> [Halaman]:
Pahlawan(ku) Dulu, Kini dan Nanti
Peringatan 10 November pada tahun ini sebagai hari pahlawan, rasanya tidak jauh berbeda dengan perayaan dan peringatan pada tahun-tahun sebelumnya. Beberapa kegiatan acara/event ceremonial yang diselenggarakan, ya begitu-begitu saja. Sebut saja misalkan upacara bendera, ataupun kegiatan ziarah nasional (tabur bunga) di makam pahlawan yang diantaranya kebanyakan dilakukan oleh institusi formal (instansi pemerintahan – kedinasan).
Di luar itu, baik dalam ruang lingkup yang lebih umum (publik), ataupun secara lebih khusus (personal), peringatan hari pahlawan tidak lebih dari sekadar momentum peringatan biasa saja, tanpa ada sebuah penggalian makna ataupun penghayatan mendalam atas refleksi nyata dari apa yang sebenarnya telah dilakukan, diperjuangkan dan dikorbankan oleh para pahlawan terdahulu.
Secara historis peringatan 10 November sebagai hari pahlawan tidak terlepas dari sebuah peristiwa heroik yang terjadi di kota Surabaya. Di mana pada masa itu terjadi pertempuran yang cukup dahsyat antara arek – arek suroboyo dengan tentara AFNEI (Inggris) yang diboncengi NICA (Belanda).
Dari berbagai referensi, setidaknya ada 6.000 –16 000 pejuang negeri ini gugur dan setidaknya 200.000 masyarakt sipil mengungsi akibat pertempuran berdarah tersebut. Peristiwa ini merupakan pertempuran pertama yang terjadi dengan pasukan asing (kolonial) setelah proklamasi kemerdekaan Indonesia.

> [Tugas dan Latihan]:
a) Tuliskan ulang seluruh bagian tulisan tentang Hari Pahlawan, dari "Secara historis peringatan" terus sampai "proklamasi kemerdekaan Indonesia.".
b) Menurut tulisan tentang Hari Pahlawan, arek-arek Suroboyo bertempur melawan pasukan apa?
c) Lanjutkan tulisan tentang Hari Pahlawan mulai setelah kalimat terakhirnya.
Catatan-catatan sesudah tulisan ini diambil dari sumber lain.

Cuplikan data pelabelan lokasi
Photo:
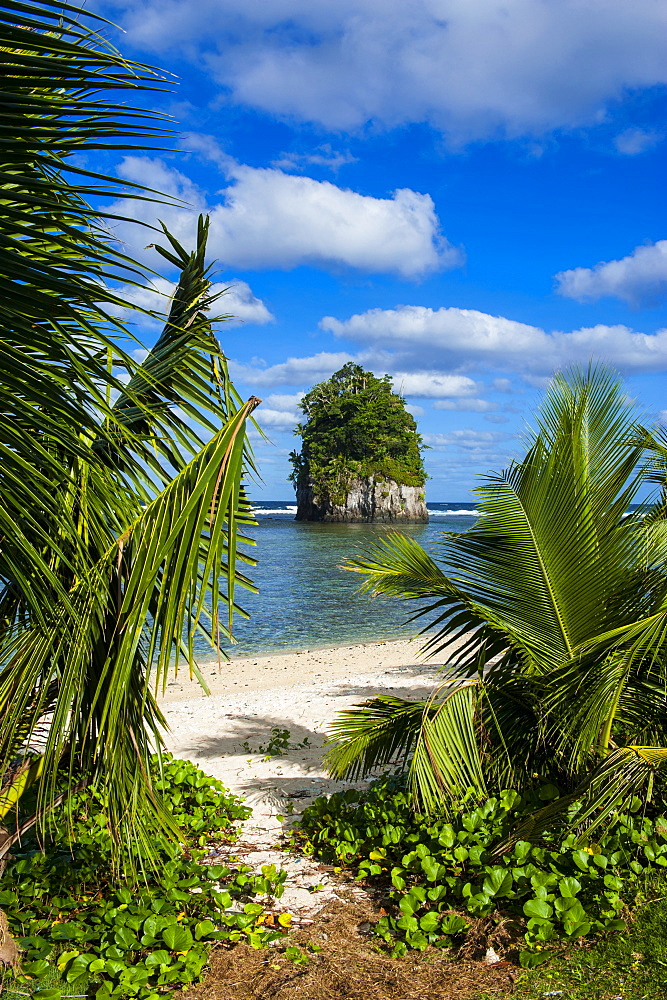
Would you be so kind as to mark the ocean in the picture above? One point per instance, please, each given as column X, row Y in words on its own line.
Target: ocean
column 305, row 600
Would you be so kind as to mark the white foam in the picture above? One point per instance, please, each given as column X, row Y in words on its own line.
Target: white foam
column 274, row 510
column 452, row 513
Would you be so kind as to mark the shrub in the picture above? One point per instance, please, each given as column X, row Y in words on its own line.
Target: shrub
column 439, row 874
column 137, row 940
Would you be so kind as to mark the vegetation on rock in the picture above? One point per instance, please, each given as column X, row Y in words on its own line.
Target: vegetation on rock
column 552, row 620
column 356, row 427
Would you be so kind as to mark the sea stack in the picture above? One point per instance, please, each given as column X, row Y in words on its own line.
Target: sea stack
column 360, row 458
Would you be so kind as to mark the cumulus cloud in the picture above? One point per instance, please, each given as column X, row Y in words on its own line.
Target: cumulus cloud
column 294, row 371
column 272, row 219
column 465, row 438
column 638, row 279
column 469, row 405
column 493, row 67
column 236, row 300
column 633, row 141
column 432, row 385
column 449, row 339
column 241, row 303
column 323, row 156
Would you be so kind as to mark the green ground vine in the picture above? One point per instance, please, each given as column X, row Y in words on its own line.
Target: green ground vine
column 80, row 928
column 439, row 876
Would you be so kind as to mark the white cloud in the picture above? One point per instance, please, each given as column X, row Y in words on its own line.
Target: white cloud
column 236, row 300
column 279, row 411
column 502, row 385
column 271, row 219
column 478, row 445
column 280, row 420
column 432, row 385
column 470, row 405
column 416, row 411
column 241, row 303
column 473, row 69
column 633, row 141
column 638, row 279
column 294, row 371
column 323, row 156
column 286, row 402
column 451, row 339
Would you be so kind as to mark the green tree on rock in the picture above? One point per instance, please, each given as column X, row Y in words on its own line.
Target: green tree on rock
column 357, row 427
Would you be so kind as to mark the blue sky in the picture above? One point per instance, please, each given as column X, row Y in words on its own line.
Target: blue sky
column 466, row 194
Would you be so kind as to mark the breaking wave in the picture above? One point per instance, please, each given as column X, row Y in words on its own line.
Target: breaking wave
column 453, row 513
column 274, row 510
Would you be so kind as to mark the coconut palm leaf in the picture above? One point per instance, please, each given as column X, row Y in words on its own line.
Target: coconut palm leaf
column 119, row 522
column 555, row 599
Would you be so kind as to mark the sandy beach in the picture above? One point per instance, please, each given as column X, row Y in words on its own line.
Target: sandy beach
column 300, row 692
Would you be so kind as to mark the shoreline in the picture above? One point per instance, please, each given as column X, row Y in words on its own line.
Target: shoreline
column 227, row 732
column 302, row 667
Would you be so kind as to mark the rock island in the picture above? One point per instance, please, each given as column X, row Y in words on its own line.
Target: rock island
column 361, row 454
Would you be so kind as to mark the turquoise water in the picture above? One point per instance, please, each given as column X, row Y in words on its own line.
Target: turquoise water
column 305, row 600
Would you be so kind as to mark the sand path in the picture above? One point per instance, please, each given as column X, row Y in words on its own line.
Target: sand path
column 299, row 692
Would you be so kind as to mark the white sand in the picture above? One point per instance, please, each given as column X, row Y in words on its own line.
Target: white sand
column 301, row 692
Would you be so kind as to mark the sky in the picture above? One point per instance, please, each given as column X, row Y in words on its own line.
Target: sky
column 467, row 195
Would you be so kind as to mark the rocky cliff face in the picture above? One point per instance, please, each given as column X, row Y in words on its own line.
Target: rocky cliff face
column 367, row 500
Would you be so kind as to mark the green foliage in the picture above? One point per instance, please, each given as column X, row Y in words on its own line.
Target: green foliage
column 113, row 940
column 356, row 427
column 629, row 965
column 277, row 744
column 121, row 495
column 550, row 614
column 439, row 874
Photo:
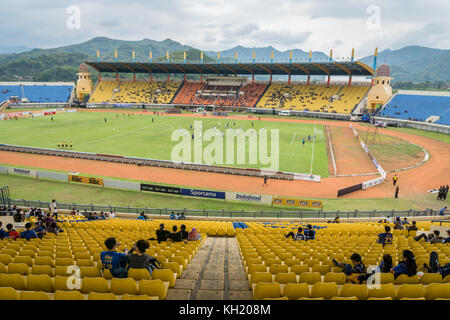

> [Jawaban Tugas]:
a)
Secara historis peringatan 10 November sebagai hari pahlawan tidak terlepas dari sebuah peristiwa heroik yang terjadi di kota Surabaya. Di mana pada masa itu terjadi pertempuran yang cukup dahsyat antara arek – arek suroboyo dengan tentara AFNEI (Inggris) yang diboncengi NICA (Belanda).
Dari berbagai referensi, setidaknya ada 6.000 –16 000 pejuang negeri ini gugur dan setidaknya 200.000 masyarakt sipil mengungsi akibat pertempuran berdarah tersebut. Peristiwa ini merupakan pertempuran pertama yang terjadi dengan pasukan asing (kolonial) setelah proklamasi kemerdekaan Indonesia.

b) Tentara AFNEI (Inggris) yang diboncengi NICA (Belanda).

c)
Melalui momentum ini pula semangat dan perlawanan rakyat di seluruh Indonesia untuk mengusir penjajah (kolonialisme) dan mempertahankan kemerdekaan menjadi semakin solid dan masif.
Pasca 72 tahun peristiwa tersebut terjadi, Indonesia tentunya telah terlepas dari belenggu penjajahan kolonial, yang tentunya pula di depan mata (sekarang), tidak lagi dihadapkan dengan pertempuran senjata, pertaruhan nyawa ataupun peristiwa berdarah lainnya.
Rezim pahlawan terdahulu telah usai seiring perjalanan waktu. Namun, nilai dan fanatisme terhadap semangat kepahlawan tetap harus menjadi teladan dan panutan.
Arti kata pahlawan, yang dari bahasa sansekerta (phala-wan) memiliki arti sebagai orang menghasilkan buah (phala) bagi bangsa dan negara. Sifat dan karakter yang identik dengan sikap kesetiaan, pengorbanan, pengabdian yang besar, tetaplah harus menjadi karakter yang harus disemaikan hingga ke generasi mendatang.
Namun persoalan mendasar yang dihadapi kini, di tengah era globalisasi, keterbukaan dan kebebasan ialah merosotnya nilai dan semangat kepahlawanan serta memudarnya karakter kebangsaan (nasionalisme). Atau dengan kata lain dapat dikatakan terjadinya krisis nilai kepahlawanan dalam kehidupan berbangsa dan bernegara.
Sikap apatis, individualistis serta orientasi terhadap hal-hal matrealism (hedonistik) lebih terasa ke permukaan, dibandingkan karakter, nilai serta semangat kepahlawanan dalam kehidupan bermasyarakat.
Hal inipun juga diperkuat dengan survei yang pernah dirilis oleh PraPancha Research (PR), yang memperlihatkan bahwa adanya pergeseran makna terhadap arti pahlawan pada masa kini.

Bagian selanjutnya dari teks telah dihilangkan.